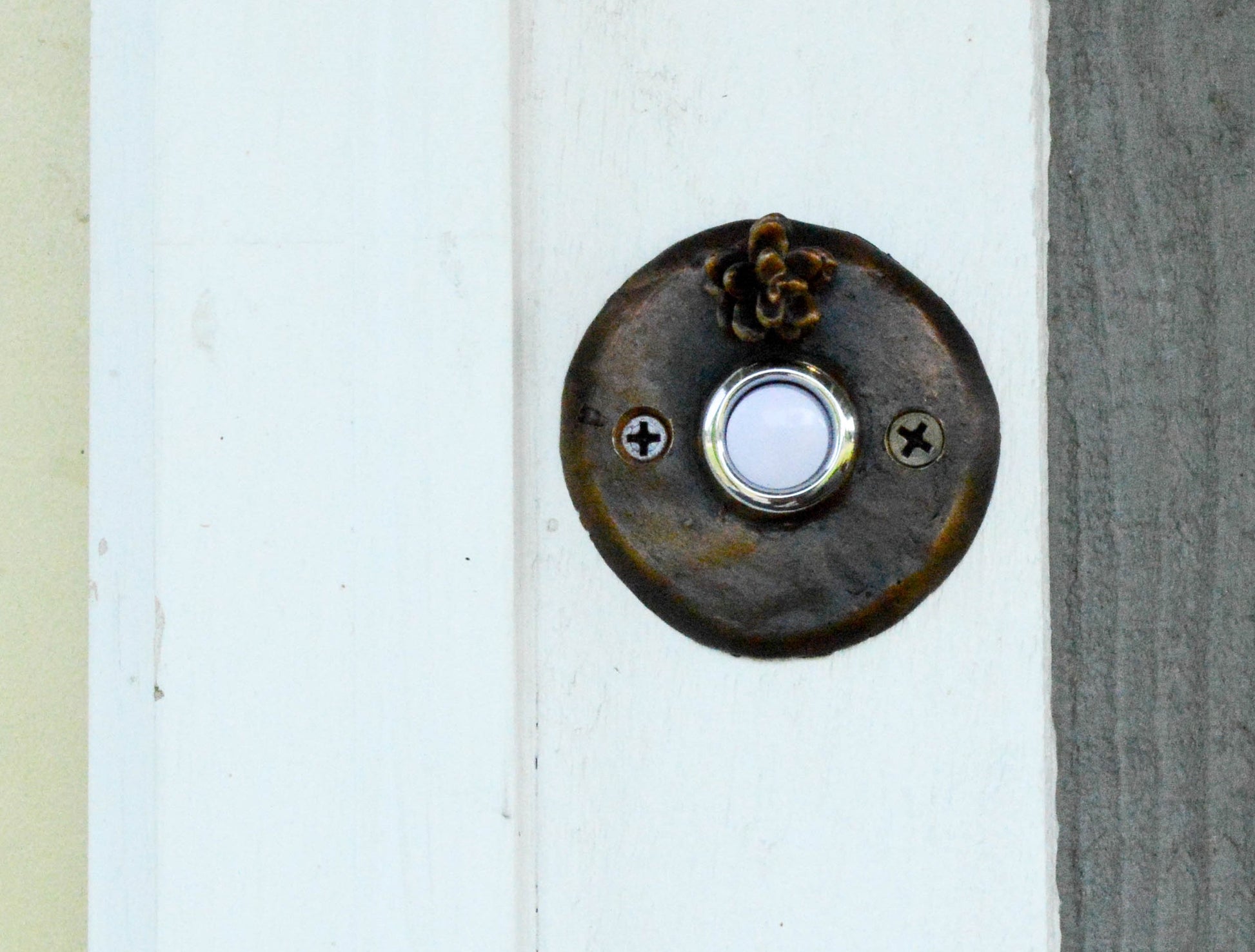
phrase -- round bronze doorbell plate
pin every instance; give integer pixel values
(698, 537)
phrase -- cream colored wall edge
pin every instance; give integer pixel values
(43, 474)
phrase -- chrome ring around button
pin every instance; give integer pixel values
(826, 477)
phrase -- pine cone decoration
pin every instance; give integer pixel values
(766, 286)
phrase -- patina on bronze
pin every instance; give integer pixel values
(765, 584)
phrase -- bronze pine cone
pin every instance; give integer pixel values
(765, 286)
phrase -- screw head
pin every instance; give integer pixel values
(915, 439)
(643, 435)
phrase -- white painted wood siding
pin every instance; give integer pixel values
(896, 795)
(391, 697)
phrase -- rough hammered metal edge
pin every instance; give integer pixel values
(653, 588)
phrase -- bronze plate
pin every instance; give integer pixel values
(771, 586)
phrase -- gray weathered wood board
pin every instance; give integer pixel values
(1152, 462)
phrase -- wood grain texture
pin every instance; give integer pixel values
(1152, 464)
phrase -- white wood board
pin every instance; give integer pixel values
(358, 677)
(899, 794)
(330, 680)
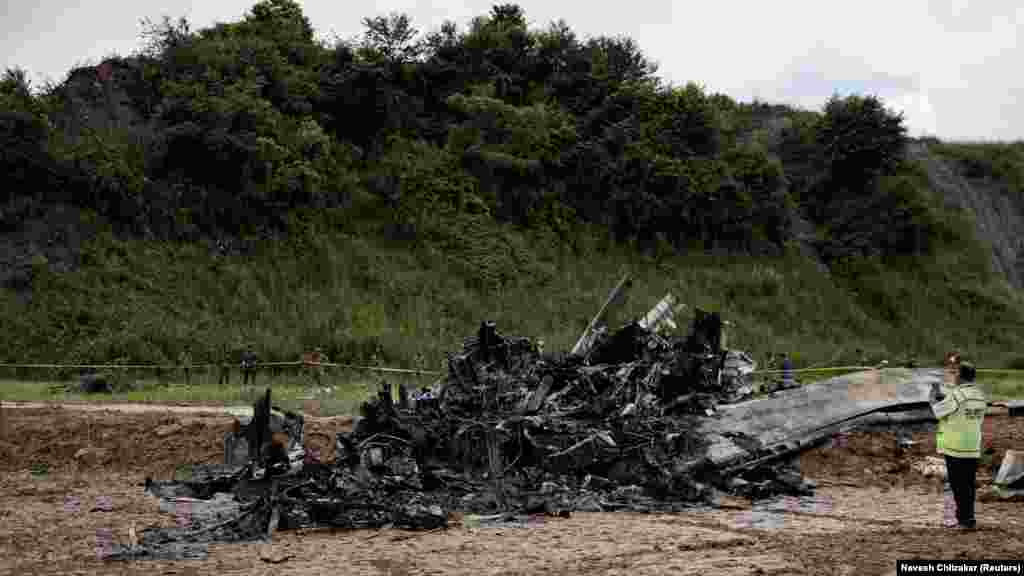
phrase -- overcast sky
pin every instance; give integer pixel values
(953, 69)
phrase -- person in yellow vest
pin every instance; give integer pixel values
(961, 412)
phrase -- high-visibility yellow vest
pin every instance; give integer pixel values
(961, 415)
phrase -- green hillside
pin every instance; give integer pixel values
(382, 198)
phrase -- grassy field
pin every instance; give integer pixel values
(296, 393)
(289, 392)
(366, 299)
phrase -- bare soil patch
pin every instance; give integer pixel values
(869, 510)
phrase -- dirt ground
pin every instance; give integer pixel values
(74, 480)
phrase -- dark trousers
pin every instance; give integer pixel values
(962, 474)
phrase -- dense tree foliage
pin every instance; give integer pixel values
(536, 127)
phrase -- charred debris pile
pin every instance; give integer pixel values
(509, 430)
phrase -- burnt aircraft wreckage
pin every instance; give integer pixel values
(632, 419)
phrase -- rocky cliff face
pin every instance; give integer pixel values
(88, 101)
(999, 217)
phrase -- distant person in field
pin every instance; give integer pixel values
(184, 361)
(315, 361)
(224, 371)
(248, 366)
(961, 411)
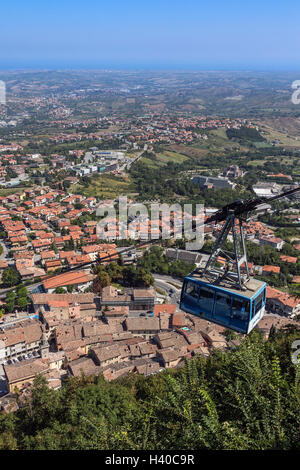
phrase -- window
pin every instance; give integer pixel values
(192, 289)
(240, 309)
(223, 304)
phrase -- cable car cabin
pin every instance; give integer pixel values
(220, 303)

____

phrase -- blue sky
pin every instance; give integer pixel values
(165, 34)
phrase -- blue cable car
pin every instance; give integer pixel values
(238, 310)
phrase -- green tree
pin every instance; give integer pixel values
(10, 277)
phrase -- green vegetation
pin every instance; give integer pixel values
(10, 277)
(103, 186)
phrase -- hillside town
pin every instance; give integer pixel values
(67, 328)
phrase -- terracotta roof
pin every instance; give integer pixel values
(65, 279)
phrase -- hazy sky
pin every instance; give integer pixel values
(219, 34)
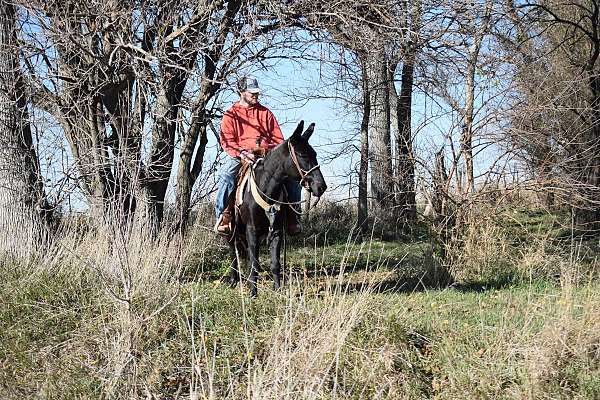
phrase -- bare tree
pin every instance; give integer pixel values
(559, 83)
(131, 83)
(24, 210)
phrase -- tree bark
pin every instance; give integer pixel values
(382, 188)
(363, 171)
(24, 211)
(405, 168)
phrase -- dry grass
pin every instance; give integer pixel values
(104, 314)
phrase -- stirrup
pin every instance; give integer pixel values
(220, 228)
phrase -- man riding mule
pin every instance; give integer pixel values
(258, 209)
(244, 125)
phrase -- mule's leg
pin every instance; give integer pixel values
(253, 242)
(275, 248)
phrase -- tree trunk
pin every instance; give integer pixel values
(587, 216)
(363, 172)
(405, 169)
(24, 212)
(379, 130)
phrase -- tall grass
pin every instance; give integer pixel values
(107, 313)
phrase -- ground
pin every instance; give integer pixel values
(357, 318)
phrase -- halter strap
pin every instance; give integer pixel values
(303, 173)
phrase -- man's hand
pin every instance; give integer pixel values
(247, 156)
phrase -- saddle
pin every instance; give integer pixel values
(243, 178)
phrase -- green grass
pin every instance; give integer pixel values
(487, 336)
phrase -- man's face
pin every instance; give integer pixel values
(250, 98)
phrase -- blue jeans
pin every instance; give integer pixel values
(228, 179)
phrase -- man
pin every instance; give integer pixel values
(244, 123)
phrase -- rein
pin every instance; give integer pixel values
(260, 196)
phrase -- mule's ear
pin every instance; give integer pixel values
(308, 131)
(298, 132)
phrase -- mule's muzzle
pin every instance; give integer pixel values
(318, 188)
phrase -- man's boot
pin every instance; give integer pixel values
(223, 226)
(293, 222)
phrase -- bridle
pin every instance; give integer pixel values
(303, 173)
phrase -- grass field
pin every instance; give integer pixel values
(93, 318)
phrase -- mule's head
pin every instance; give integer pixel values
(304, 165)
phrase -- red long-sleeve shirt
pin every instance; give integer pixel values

____

Count how many lines in both blocks of items above contain the word "tree", and reply with only that number.

- _Expected answer_
5